*** Begin section ***

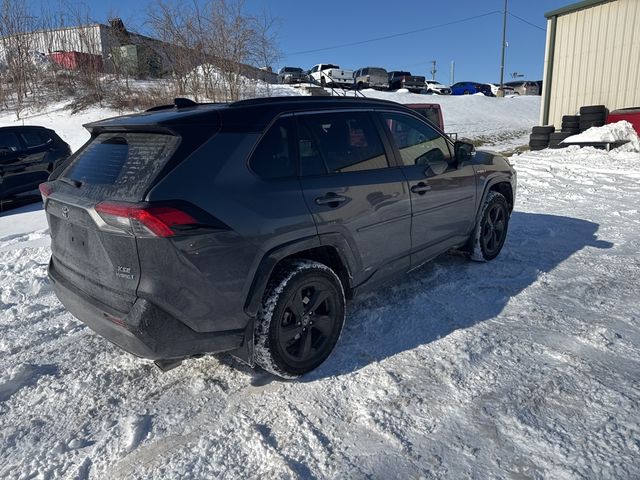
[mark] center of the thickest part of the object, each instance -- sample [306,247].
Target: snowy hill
[524,367]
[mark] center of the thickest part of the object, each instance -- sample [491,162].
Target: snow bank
[612,132]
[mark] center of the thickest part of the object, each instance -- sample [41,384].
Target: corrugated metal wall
[596,59]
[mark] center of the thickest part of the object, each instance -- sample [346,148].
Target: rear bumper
[146,330]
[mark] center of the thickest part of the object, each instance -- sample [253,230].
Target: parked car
[169,255]
[430,111]
[400,79]
[330,75]
[292,75]
[524,87]
[631,115]
[495,87]
[370,77]
[28,154]
[431,86]
[470,88]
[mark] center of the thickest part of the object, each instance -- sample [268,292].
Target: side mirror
[464,151]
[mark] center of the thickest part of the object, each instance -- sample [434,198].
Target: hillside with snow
[527,367]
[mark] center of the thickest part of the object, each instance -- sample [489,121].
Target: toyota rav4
[244,227]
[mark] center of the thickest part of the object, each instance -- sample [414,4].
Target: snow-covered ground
[526,367]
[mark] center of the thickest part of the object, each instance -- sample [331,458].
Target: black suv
[27,156]
[243,227]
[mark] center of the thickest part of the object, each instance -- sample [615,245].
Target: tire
[487,238]
[545,130]
[538,146]
[286,341]
[595,109]
[592,117]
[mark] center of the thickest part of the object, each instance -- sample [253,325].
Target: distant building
[592,57]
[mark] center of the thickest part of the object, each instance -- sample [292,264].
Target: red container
[631,115]
[77,60]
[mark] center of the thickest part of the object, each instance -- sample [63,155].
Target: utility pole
[433,70]
[504,44]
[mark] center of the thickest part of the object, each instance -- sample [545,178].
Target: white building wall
[596,59]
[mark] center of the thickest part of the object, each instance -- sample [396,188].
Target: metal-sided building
[592,58]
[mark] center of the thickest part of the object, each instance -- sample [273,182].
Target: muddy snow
[524,367]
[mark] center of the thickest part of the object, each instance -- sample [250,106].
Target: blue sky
[474,45]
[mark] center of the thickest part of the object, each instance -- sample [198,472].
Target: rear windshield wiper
[71,181]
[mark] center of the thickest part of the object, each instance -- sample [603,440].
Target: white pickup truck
[330,75]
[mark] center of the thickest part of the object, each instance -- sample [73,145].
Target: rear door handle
[421,188]
[331,199]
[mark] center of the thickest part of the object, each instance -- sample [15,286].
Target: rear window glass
[122,162]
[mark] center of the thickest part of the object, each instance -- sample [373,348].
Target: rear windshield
[121,165]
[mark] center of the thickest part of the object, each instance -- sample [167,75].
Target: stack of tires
[592,116]
[539,138]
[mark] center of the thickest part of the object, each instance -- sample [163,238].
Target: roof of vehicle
[249,115]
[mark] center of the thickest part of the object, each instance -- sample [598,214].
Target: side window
[33,139]
[10,140]
[418,143]
[272,158]
[339,142]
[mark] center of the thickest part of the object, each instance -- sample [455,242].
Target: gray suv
[244,227]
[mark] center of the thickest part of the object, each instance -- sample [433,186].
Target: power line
[527,22]
[395,35]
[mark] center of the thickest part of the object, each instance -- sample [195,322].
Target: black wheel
[491,229]
[300,320]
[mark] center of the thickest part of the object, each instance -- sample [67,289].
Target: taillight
[45,190]
[144,220]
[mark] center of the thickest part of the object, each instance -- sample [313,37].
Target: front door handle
[421,188]
[331,199]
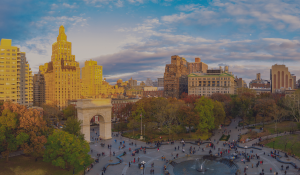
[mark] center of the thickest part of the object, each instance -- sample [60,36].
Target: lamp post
[110,154]
[83,169]
[141,128]
[143,162]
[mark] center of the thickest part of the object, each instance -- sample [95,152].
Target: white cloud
[70,6]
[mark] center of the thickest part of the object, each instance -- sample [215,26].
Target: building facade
[38,89]
[26,82]
[91,79]
[62,73]
[197,66]
[132,82]
[214,81]
[175,76]
[15,75]
[259,82]
[160,82]
[281,78]
[149,82]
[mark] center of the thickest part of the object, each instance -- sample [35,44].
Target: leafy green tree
[10,137]
[66,150]
[73,126]
[204,109]
[188,117]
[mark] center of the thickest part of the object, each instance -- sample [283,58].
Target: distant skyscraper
[38,89]
[160,82]
[175,76]
[281,78]
[132,82]
[15,75]
[149,82]
[62,73]
[91,78]
[155,83]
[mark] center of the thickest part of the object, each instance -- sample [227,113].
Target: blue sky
[136,38]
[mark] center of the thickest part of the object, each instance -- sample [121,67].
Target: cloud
[70,6]
[278,14]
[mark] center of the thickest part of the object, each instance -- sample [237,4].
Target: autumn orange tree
[28,122]
[188,117]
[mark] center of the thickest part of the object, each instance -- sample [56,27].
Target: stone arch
[87,109]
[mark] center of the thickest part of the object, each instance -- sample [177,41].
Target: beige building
[214,81]
[150,88]
[62,73]
[38,89]
[15,75]
[197,66]
[281,78]
[132,82]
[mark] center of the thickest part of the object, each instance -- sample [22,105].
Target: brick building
[175,76]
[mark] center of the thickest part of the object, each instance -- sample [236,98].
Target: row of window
[209,78]
[8,54]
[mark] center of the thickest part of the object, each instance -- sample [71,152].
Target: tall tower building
[62,74]
[38,89]
[91,78]
[15,75]
[281,78]
[26,82]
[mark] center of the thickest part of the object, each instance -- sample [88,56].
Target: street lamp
[141,128]
[83,169]
[143,162]
[110,154]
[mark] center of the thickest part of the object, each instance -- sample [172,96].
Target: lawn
[279,144]
[23,165]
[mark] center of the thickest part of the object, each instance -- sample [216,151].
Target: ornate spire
[62,35]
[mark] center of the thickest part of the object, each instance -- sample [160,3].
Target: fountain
[200,169]
[205,165]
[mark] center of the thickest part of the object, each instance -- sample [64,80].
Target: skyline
[136,38]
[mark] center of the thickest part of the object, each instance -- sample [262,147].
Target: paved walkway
[154,156]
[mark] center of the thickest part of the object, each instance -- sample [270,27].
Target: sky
[136,38]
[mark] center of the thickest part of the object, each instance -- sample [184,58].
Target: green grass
[23,165]
[225,137]
[278,144]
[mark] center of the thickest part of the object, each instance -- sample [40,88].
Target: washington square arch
[87,109]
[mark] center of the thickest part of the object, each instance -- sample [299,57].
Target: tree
[30,123]
[219,114]
[189,99]
[10,137]
[204,109]
[73,126]
[188,117]
[66,150]
[69,111]
[51,113]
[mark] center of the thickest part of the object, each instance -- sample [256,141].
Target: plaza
[168,151]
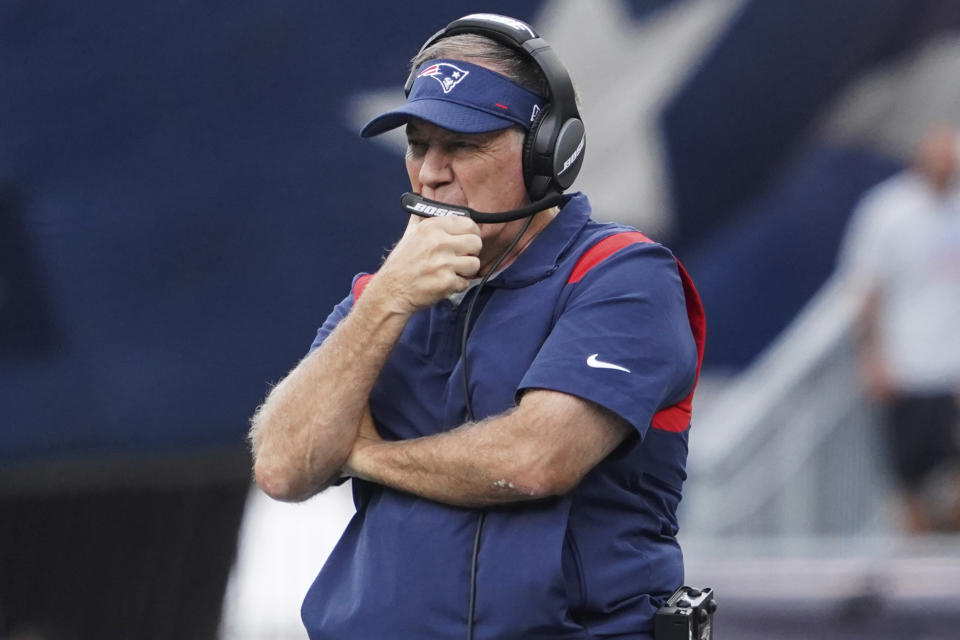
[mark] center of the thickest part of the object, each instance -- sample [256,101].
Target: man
[526,487]
[902,255]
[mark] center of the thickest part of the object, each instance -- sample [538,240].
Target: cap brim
[444,114]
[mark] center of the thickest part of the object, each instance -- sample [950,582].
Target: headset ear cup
[537,180]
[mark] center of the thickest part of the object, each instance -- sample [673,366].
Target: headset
[554,146]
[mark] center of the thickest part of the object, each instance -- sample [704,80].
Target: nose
[435,170]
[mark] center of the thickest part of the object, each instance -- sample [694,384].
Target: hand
[434,259]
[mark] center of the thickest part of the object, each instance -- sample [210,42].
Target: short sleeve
[873,231]
[622,339]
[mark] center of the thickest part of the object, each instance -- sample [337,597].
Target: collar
[542,257]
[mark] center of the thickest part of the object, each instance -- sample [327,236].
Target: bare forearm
[305,429]
[539,450]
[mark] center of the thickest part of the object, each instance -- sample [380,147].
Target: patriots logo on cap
[446,74]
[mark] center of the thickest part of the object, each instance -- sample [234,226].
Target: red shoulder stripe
[677,417]
[360,285]
[603,250]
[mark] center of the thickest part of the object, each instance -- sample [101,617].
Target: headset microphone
[427,208]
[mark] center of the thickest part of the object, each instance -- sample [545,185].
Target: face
[483,171]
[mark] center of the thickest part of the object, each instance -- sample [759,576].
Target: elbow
[276,483]
[281,484]
[541,481]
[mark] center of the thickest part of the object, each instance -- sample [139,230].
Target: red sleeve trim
[603,250]
[360,285]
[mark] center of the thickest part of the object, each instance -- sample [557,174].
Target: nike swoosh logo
[600,364]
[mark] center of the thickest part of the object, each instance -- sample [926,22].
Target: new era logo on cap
[446,74]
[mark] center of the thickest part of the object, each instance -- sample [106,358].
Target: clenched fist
[435,258]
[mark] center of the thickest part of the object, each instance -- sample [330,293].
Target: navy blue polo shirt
[589,309]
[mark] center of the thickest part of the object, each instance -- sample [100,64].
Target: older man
[511,399]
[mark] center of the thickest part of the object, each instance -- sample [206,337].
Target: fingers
[466,266]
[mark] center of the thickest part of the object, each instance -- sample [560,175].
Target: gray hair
[509,62]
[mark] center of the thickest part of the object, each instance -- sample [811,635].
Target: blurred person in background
[527,486]
[902,257]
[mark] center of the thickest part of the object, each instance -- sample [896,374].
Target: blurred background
[184,197]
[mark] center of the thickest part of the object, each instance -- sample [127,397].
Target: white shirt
[904,243]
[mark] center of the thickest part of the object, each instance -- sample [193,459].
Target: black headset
[554,146]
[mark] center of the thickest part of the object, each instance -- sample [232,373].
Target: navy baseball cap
[461,97]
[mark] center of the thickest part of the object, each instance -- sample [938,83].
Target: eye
[416,148]
[461,145]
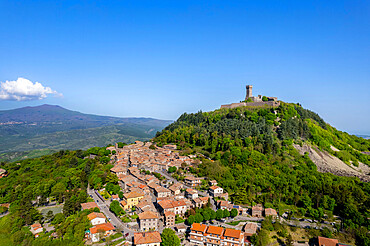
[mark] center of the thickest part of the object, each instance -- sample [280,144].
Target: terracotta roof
[203,199]
[258,207]
[323,241]
[89,205]
[95,215]
[198,227]
[270,211]
[165,204]
[191,191]
[118,168]
[215,230]
[132,194]
[103,227]
[147,237]
[232,233]
[169,213]
[250,229]
[148,215]
[35,226]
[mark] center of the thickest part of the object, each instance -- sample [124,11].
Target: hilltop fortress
[250,100]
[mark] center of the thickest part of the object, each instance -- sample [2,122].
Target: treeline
[255,161]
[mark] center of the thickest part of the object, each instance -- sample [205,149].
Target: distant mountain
[54,127]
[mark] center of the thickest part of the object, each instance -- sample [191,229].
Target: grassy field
[5,239]
[55,209]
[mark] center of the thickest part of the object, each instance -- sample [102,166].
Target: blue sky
[162,58]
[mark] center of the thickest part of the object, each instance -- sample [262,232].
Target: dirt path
[327,163]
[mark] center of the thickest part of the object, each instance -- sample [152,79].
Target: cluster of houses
[3,173]
[152,199]
[201,234]
[256,211]
[142,155]
[159,202]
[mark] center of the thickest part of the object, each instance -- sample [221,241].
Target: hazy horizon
[161,59]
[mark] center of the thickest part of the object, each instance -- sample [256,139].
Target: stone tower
[249,91]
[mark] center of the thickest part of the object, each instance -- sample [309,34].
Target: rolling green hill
[53,127]
[253,154]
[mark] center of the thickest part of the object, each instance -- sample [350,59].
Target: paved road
[165,174]
[301,224]
[4,214]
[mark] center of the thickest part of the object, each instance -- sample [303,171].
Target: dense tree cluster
[255,161]
[62,177]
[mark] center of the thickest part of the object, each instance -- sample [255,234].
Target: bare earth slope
[327,163]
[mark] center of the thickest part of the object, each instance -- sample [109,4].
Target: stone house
[106,229]
[191,193]
[169,218]
[148,221]
[96,218]
[147,239]
[257,210]
[215,191]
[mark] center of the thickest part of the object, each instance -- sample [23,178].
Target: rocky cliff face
[327,163]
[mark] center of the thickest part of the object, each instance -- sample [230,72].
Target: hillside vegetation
[53,127]
[62,177]
[253,158]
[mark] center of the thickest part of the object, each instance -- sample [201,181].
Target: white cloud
[23,89]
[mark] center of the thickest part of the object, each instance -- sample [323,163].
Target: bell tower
[249,91]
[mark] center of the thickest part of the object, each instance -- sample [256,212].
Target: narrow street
[104,208]
[167,176]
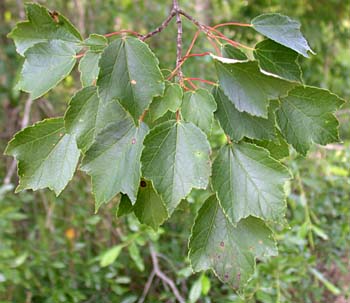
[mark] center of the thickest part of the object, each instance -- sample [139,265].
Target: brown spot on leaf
[54,16]
[143,183]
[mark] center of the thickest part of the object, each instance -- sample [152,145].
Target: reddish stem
[220,35]
[201,80]
[196,55]
[79,56]
[233,23]
[123,31]
[191,83]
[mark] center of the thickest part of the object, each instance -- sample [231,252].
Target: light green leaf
[279,60]
[125,206]
[239,124]
[88,68]
[198,107]
[171,101]
[113,160]
[43,26]
[229,251]
[45,66]
[206,284]
[129,72]
[149,207]
[249,182]
[248,88]
[306,116]
[195,291]
[96,43]
[87,115]
[176,159]
[282,30]
[229,51]
[110,255]
[135,255]
[47,156]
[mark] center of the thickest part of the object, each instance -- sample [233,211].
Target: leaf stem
[123,31]
[202,80]
[233,23]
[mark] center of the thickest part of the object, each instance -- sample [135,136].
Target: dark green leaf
[198,107]
[87,115]
[283,30]
[306,116]
[89,69]
[47,156]
[113,160]
[229,251]
[176,159]
[239,124]
[278,148]
[45,66]
[171,101]
[149,207]
[43,26]
[249,183]
[129,72]
[247,87]
[279,60]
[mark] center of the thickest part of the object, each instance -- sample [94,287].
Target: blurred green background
[57,250]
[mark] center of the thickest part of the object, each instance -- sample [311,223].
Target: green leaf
[135,255]
[43,26]
[129,72]
[110,255]
[247,87]
[125,206]
[195,291]
[306,116]
[229,251]
[279,60]
[239,124]
[171,101]
[282,30]
[87,115]
[198,107]
[229,51]
[96,43]
[278,148]
[176,159]
[88,68]
[249,182]
[149,207]
[45,66]
[113,160]
[47,156]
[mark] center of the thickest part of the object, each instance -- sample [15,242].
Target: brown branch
[24,123]
[164,277]
[200,25]
[160,27]
[179,40]
[147,287]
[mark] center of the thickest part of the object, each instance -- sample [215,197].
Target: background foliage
[57,250]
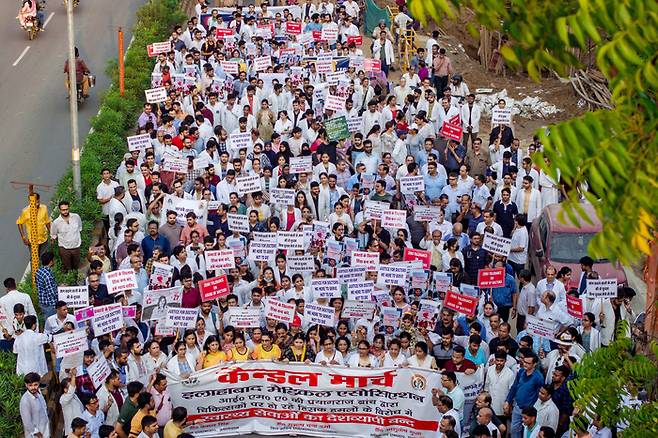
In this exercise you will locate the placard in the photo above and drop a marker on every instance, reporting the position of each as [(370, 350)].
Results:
[(301, 164), (361, 291), (247, 184), (460, 303), (358, 309), (214, 288), (74, 296), (107, 319), (121, 280), (244, 317), (501, 116), (290, 240), (282, 196), (70, 343), (497, 244), (138, 142), (179, 317), (318, 314), (540, 327), (412, 184), (396, 219), (489, 278), (391, 275), (98, 371), (262, 251), (156, 95), (575, 306), (220, 259), (238, 222), (280, 311), (411, 254), (326, 287), (602, 288), (300, 263)]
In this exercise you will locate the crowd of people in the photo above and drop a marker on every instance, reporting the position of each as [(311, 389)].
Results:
[(485, 182)]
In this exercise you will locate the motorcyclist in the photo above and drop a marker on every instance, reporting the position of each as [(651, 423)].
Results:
[(81, 74)]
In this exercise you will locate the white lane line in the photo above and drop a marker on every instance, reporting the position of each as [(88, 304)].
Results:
[(48, 19), (21, 57)]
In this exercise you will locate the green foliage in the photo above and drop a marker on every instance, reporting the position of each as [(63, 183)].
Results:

*** End section ***

- **Exercise aim**:
Reproduce the listing above exactly from the line containing "-- sample [184,58]." up to and including the line containing "-- sample [337,597].", omitting any images and everything outside those lines.

- **Answer to the exercise**:
[mark] center of the thickest part of the object, each instance -- sample [184,58].
Target: green grass
[23,165]
[225,137]
[278,144]
[mark] center of the thickest part of the object, each instance -- sample [40,88].
Target: washington square arch
[87,109]
[mark] center of the thickest part of the object, each instance -- sample [299,57].
Target: tree
[30,123]
[219,114]
[189,99]
[10,137]
[204,109]
[73,126]
[188,117]
[66,150]
[69,111]
[51,113]
[mark] center of the thickest part of the object, each instance -- sample [256,141].
Target: plaza
[168,151]
[mark] center of the thickest part of the object, each instance -- sample [256,101].
Target: man
[526,487]
[902,255]
[mark] center of the thickest part of the object, each instance -- sample [538,240].
Target: cap brim
[444,114]
[mark] center of the thickest part of the object, each instance -- sample [950,582].
Target: headset ear cup
[537,180]
[mark] center of the thickest part of the object, each instance -- sample [673,366].
Target: headset
[554,146]
[mark] center of the thickest part of the object, each instance -- sample [704,80].
Target: nose
[435,170]
[mark] center of the thickest part of the object, each instance -- sample [694,384].
Target: hand
[434,259]
[mark] center of the thickest part of the object, each instance -- sample [210,42].
Target: short sleeve
[873,231]
[622,339]
[mark] center of the thickest part of the object, each instance -- sample [337,597].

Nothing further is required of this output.